Alles ist fast wie immer: Die Sonne scheint, der Cappuccino schmeckt und ist, zusammen mit einer Focaccia für 2,20 Euro, noch erschwinglich; man redet über Fußball und Kochrezepte und die Politik, ach: Lasciamo perdere.

Die Zonen des Mangels freilich bewegen sich immer näher an die Strände heran. Man sieht es zum Beispiel daran, dass Leute, die sich noch vor ein, zwei Jahren wahrlich zu gut dafür gewesen wären, nun bei den teutonischen Discountern einkaufen. Lidl-Tüten, offenbar haltbarer als die der einheimischen Coop- und Dico-Läden, wurden zu bevorzugten Transportmitteln bei den sozialen Verlierern.

Der Berlusconi-Staat ist bei der Rate dessen, was von den Steuern für das Soziale, für Familien und Kinder zurückgegeben wird, weit unten im europäischen Vergleich. Hier gibt es Kinder, die Hunger haben, und man kann, wenn man denn will, gleich hinter den Promenaden und Einkaufsgassen die andere Seite unserer fröhlich-bunten Idealwelt im Süden sehen: Italien kann sehr kalt sein.

Doch die Ära Berlusconi neigt sich dem Ende zu. Die Zeitungen schreiben nicht mehr in erster Linie zu den neuen Sottisen des Cavalliere oder den Ungeheuerlichkeiten seiner Minister, die sich brüsten, Sarkozy habe seine miese Politik gegen die Roma bei ihnen abgeschaut. Sondern darüber, wie Berlusconi bei der letzten Pressekonferenz gewirkt habe: „müde und gereizt“, „unausgeschlafen“, „zerknittert“ und immer wieder „erschöpft“. Vielleicht sehnt man sich auch nach einem menschlichen Ende, einem ermatteten Wegtreten des Symbols dieser langen, destruktiven Phase der italienischen Nachkriegsgeschichte. Aber das ganze Land ist: müde und gereizt.

■ **Material**:
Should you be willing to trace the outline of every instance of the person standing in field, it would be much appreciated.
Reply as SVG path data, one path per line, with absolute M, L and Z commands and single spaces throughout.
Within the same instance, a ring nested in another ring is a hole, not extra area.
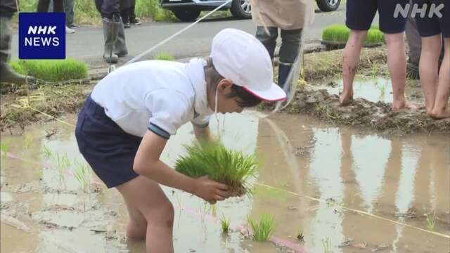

■ **Schriftliche Aufgaben**:
(1) Nenne alle Wörter und Wendungen, mit denen die Zeitungen im Lesetext beschreiben, wie Berlusconi bei der letzten Pressekonferenz gewirkt habe.
(2) Entscheide für jede Aussage mit Ja oder Nein, ob sie zum Lesetext passt, und belege die Entscheidung mit einem wörtlichen Zitat: (a) Ein Cappuccino mit Focaccia ist noch bezahlbar. (b) Beim Anteil der Steuern, der für Soziales, Familien und Kinder zurückgegeben wird, liegt der Berlusconi-Staat im europäischen Vergleich weit vorn. (c) Die Lidl-Tüten gelten als weniger haltbar als die Tüten der einheimischen Läden.

■ **Lösungen**:
(1) „müde und gereizt“, „unausgeschlafen“, „zerknittert“, „erschöpft“

(2)
(a) Ja: „zusammen mit einer Focaccia für 2,20 Euro, noch erschwinglich“
(b) Nein: „weit unten im europäischen Vergleich“
(c) Nein: „offenbar haltbarer als die der einheimischen Coop- und Dico-Läden“